Nothing should be left out: write out the whole listing exactly.

----

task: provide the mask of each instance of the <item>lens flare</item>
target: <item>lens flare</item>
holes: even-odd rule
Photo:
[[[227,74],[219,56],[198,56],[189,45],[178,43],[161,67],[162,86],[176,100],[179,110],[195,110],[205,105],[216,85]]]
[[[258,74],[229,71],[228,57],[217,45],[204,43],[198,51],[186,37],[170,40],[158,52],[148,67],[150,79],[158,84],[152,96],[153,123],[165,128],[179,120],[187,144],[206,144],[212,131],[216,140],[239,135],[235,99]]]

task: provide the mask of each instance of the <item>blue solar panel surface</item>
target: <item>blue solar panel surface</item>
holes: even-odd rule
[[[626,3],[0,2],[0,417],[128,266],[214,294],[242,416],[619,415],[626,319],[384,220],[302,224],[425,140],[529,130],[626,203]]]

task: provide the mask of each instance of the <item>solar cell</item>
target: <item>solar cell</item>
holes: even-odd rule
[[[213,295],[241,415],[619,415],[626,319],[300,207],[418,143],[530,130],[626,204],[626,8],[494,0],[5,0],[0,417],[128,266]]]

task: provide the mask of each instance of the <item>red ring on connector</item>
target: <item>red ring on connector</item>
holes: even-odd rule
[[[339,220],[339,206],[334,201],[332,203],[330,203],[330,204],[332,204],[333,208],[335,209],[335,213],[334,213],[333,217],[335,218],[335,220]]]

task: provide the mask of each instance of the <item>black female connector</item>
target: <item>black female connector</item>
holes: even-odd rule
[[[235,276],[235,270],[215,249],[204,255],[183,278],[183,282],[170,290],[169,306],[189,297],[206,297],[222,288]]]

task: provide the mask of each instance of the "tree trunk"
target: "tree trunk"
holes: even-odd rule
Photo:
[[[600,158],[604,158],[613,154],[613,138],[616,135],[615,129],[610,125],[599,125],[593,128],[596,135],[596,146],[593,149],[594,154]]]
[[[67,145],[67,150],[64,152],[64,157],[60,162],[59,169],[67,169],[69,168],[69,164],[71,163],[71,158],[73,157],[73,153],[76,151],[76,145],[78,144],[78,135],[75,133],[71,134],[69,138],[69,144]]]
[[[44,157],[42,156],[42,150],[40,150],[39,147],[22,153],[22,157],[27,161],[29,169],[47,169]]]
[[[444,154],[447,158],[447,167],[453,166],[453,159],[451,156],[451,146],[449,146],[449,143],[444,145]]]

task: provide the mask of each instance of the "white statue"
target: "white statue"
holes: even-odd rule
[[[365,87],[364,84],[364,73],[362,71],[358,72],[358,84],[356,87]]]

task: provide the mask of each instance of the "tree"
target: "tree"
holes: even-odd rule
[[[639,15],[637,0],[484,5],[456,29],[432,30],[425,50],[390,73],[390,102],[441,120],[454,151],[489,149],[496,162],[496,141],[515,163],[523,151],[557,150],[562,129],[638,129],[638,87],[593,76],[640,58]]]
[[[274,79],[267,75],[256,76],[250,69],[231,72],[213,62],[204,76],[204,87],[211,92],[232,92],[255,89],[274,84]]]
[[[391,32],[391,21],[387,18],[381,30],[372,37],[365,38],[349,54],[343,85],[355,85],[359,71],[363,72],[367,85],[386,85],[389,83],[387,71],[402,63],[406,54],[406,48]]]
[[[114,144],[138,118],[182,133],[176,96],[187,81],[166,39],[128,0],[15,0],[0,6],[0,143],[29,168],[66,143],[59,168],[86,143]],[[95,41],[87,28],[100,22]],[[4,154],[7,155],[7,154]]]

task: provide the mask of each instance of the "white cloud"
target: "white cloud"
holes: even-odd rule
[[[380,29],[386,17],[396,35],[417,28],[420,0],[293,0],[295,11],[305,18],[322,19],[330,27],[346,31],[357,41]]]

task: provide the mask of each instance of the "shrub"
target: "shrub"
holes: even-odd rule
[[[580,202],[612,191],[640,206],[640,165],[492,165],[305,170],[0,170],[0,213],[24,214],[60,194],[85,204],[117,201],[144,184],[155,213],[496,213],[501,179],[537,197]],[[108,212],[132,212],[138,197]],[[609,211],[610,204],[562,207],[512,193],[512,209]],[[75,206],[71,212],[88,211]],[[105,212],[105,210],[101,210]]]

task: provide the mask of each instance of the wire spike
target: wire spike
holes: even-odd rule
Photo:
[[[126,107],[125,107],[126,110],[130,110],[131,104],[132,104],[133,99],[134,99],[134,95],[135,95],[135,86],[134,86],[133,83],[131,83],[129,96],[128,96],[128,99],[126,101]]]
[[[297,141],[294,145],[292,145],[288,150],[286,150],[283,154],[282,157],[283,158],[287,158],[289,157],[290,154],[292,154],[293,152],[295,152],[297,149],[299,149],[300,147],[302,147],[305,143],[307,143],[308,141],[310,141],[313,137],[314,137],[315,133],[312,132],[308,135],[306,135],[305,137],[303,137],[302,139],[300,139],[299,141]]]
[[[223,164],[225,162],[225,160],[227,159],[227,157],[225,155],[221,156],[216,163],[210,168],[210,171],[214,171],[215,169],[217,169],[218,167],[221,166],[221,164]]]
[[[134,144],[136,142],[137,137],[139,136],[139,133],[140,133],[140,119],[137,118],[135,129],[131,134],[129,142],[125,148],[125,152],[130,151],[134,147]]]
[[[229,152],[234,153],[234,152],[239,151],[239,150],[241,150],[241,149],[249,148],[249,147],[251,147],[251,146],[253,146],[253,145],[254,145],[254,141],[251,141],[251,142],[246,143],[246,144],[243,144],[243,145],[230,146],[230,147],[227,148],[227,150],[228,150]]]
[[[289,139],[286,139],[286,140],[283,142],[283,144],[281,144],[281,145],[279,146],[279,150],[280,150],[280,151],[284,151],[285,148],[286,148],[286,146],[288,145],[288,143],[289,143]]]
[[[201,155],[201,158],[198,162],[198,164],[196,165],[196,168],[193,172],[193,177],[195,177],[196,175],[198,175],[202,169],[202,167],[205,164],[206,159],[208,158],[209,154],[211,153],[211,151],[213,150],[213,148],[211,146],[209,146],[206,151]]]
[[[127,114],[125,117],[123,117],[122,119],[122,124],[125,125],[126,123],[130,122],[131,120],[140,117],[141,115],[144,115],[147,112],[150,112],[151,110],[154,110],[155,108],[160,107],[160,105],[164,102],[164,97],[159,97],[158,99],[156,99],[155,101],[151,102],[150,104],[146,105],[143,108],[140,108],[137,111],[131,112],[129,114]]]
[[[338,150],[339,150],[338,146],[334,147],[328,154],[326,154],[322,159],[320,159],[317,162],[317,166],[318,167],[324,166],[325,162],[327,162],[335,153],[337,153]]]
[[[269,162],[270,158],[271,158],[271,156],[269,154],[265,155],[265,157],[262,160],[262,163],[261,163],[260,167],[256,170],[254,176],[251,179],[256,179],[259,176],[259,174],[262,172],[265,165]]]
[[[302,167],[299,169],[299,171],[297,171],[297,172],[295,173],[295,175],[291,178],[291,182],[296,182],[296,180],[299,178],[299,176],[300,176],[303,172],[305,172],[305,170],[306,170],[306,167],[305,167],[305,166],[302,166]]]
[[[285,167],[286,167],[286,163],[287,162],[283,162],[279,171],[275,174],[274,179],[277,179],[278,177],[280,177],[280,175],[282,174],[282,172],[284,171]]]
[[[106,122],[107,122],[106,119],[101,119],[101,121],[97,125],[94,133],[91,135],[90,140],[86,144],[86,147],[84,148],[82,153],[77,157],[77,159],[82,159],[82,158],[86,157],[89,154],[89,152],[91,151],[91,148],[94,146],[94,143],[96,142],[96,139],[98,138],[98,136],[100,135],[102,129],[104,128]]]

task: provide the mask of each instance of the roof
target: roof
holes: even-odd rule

----

◆ **Answer box**
task: provide the mask of each instance of the <item>lens flare</item>
target: <item>lens flare</item>
holes: even-odd rule
Photo:
[[[227,74],[219,56],[198,56],[189,45],[178,43],[161,67],[162,86],[176,100],[179,110],[195,110],[205,105],[216,85]]]
[[[258,74],[229,71],[228,57],[217,45],[204,43],[198,51],[186,37],[170,40],[158,52],[148,67],[150,79],[158,84],[152,96],[153,123],[165,128],[179,120],[187,144],[206,144],[212,131],[216,140],[239,135],[235,99]]]

task: provide the mask of each instance of the <item>blue solar panel surface</item>
target: <item>blue solar panel surface</item>
holes: even-odd rule
[[[626,3],[0,2],[0,417],[128,266],[214,294],[242,416],[619,415],[626,319],[384,220],[302,224],[425,140],[529,130],[626,203]]]

task: provide the mask of each instance of the <item>solar cell</item>
target: <item>solar cell</item>
holes: even-odd rule
[[[213,295],[241,415],[619,415],[626,319],[300,207],[418,143],[530,130],[626,204],[626,8],[494,0],[5,0],[0,417],[128,266]]]

task: provide the mask of each instance of the <item>red ring on connector</item>
target: <item>red ring on connector</item>
holes: even-odd rule
[[[339,220],[339,206],[334,201],[332,203],[330,203],[330,204],[332,204],[333,208],[335,209],[335,213],[334,213],[333,217],[335,218],[335,220]]]

task: provide the mask of each instance of the <item>black female connector</item>
target: <item>black female connector</item>
holes: even-odd rule
[[[235,276],[235,270],[215,249],[204,255],[183,278],[183,282],[170,290],[169,306],[189,297],[206,297],[222,288]]]

task: provide the mask of each instance of the "tree trunk"
target: "tree trunk"
holes: even-odd rule
Photo:
[[[600,158],[604,158],[613,154],[613,138],[616,135],[615,129],[610,125],[599,125],[593,128],[596,135],[596,146],[593,149],[594,154]]]
[[[67,145],[67,150],[64,152],[64,157],[60,162],[59,169],[67,169],[69,168],[69,164],[71,163],[71,158],[73,157],[73,153],[76,151],[76,145],[78,144],[78,135],[75,133],[71,134],[69,138],[69,144]]]
[[[44,157],[42,156],[42,150],[40,150],[39,147],[22,153],[22,157],[27,161],[29,169],[47,169]]]
[[[444,154],[447,158],[447,167],[453,166],[453,159],[451,156],[451,146],[449,146],[449,143],[444,145]]]

task: provide the mask of each instance of the "white statue"
target: "white statue"
holes: even-odd rule
[[[365,87],[364,84],[364,73],[362,71],[358,72],[358,84],[356,87]]]

task: provide the mask of each instance of the "tree"
target: "tree"
holes: even-odd rule
[[[639,15],[637,0],[484,5],[456,29],[432,30],[425,50],[390,73],[390,102],[441,120],[454,151],[489,149],[496,162],[496,141],[515,163],[523,151],[557,150],[562,129],[638,129],[638,87],[593,76],[640,58]]]
[[[274,79],[267,75],[256,76],[250,69],[231,72],[213,62],[204,76],[204,87],[211,92],[232,92],[255,89],[274,84]]]
[[[391,32],[391,21],[387,18],[381,30],[372,37],[365,38],[349,54],[343,85],[355,85],[359,71],[363,72],[367,85],[386,85],[389,83],[387,71],[402,63],[406,54],[406,48]]]
[[[114,144],[138,118],[182,133],[176,96],[187,81],[166,39],[128,0],[15,0],[0,6],[0,143],[29,168],[66,143],[59,168],[86,143]],[[95,41],[87,28],[100,22]],[[4,154],[7,155],[7,154]]]

task: provide the mask of each instance of the "white cloud"
target: "white cloud"
holes: even-odd rule
[[[380,29],[386,17],[396,35],[417,28],[420,0],[293,0],[295,11],[305,18],[322,19],[330,27],[346,31],[357,41]]]

task: provide the mask of each instance of the "shrub"
target: "shrub"
holes: even-odd rule
[[[580,202],[612,191],[640,206],[640,165],[492,165],[305,170],[0,170],[0,213],[24,214],[60,194],[85,204],[117,201],[144,184],[155,213],[496,213],[501,179],[537,197]],[[108,212],[132,212],[138,197]],[[609,211],[610,204],[562,207],[512,193],[512,209]],[[75,206],[71,212],[88,211]],[[105,212],[105,210],[101,210]]]

task: provide the mask of each instance of the wire spike
target: wire spike
holes: even-odd rule
Photo:
[[[126,107],[125,107],[126,110],[130,110],[131,104],[132,104],[133,99],[134,99],[134,95],[135,95],[135,86],[134,86],[133,83],[131,83],[129,96],[128,96],[128,99],[126,101]]]
[[[297,141],[294,145],[292,145],[288,150],[286,150],[283,154],[282,157],[283,158],[287,158],[289,157],[290,154],[292,154],[293,152],[295,152],[297,149],[299,149],[300,147],[302,147],[305,143],[307,143],[308,141],[310,141],[313,137],[314,137],[315,133],[312,132],[308,135],[306,135],[305,137],[303,137],[302,139],[300,139],[299,141]]]
[[[223,164],[225,162],[225,160],[227,159],[227,157],[225,155],[221,156],[216,163],[210,168],[210,171],[214,171],[215,169],[217,169],[218,167],[221,166],[221,164]]]
[[[134,144],[136,142],[137,137],[139,136],[139,133],[140,133],[140,119],[137,118],[135,129],[131,134],[129,142],[125,148],[125,152],[130,151],[134,147]]]
[[[229,152],[234,153],[234,152],[239,151],[239,150],[241,150],[241,149],[249,148],[249,147],[251,147],[251,146],[253,146],[253,145],[254,145],[254,141],[251,141],[251,142],[246,143],[246,144],[243,144],[243,145],[230,146],[230,147],[227,148],[227,150],[228,150]]]
[[[289,139],[286,139],[286,140],[283,142],[283,144],[281,144],[281,145],[279,146],[279,150],[280,150],[280,151],[284,151],[285,148],[286,148],[286,146],[288,145],[288,143],[289,143]]]
[[[201,155],[201,158],[198,162],[198,164],[196,165],[196,168],[193,172],[193,177],[195,177],[196,175],[198,175],[202,169],[202,167],[205,164],[206,159],[208,158],[209,154],[211,153],[211,151],[213,150],[213,148],[211,146],[209,146],[206,151]]]
[[[127,114],[125,117],[123,117],[122,119],[122,124],[125,125],[126,123],[130,122],[131,120],[140,117],[141,115],[144,115],[147,112],[150,112],[151,110],[154,110],[155,108],[160,107],[160,105],[164,102],[164,97],[159,97],[158,99],[156,99],[155,101],[151,102],[150,104],[146,105],[143,108],[140,108],[137,111],[131,112],[129,114]]]
[[[338,150],[339,150],[338,146],[334,147],[328,154],[326,154],[322,159],[320,159],[317,162],[317,166],[318,167],[324,166],[325,162],[327,162],[335,153],[337,153]]]
[[[269,162],[270,158],[271,158],[271,156],[269,154],[265,155],[265,157],[262,160],[262,163],[261,163],[260,167],[256,170],[254,176],[251,179],[256,179],[259,176],[259,174],[262,172],[265,165]]]
[[[302,167],[299,169],[299,171],[297,171],[297,172],[295,173],[295,175],[291,178],[291,182],[296,182],[296,180],[299,178],[299,176],[300,176],[303,172],[305,172],[305,170],[306,170],[306,167],[305,167],[305,166],[302,166]]]
[[[285,167],[286,167],[286,163],[287,162],[283,162],[279,171],[275,174],[274,179],[277,179],[278,177],[280,177],[280,175],[282,174],[282,172],[284,171]]]
[[[106,122],[107,122],[106,119],[101,119],[101,121],[97,125],[94,133],[91,135],[90,140],[86,144],[86,147],[84,148],[82,153],[77,157],[77,159],[82,159],[82,158],[86,157],[89,154],[89,152],[91,151],[91,148],[94,146],[94,143],[96,142],[96,139],[98,138],[98,136],[100,135],[102,129],[104,128]]]

task: provide the mask of each instance of the roof
target: roof
holes: even-odd rule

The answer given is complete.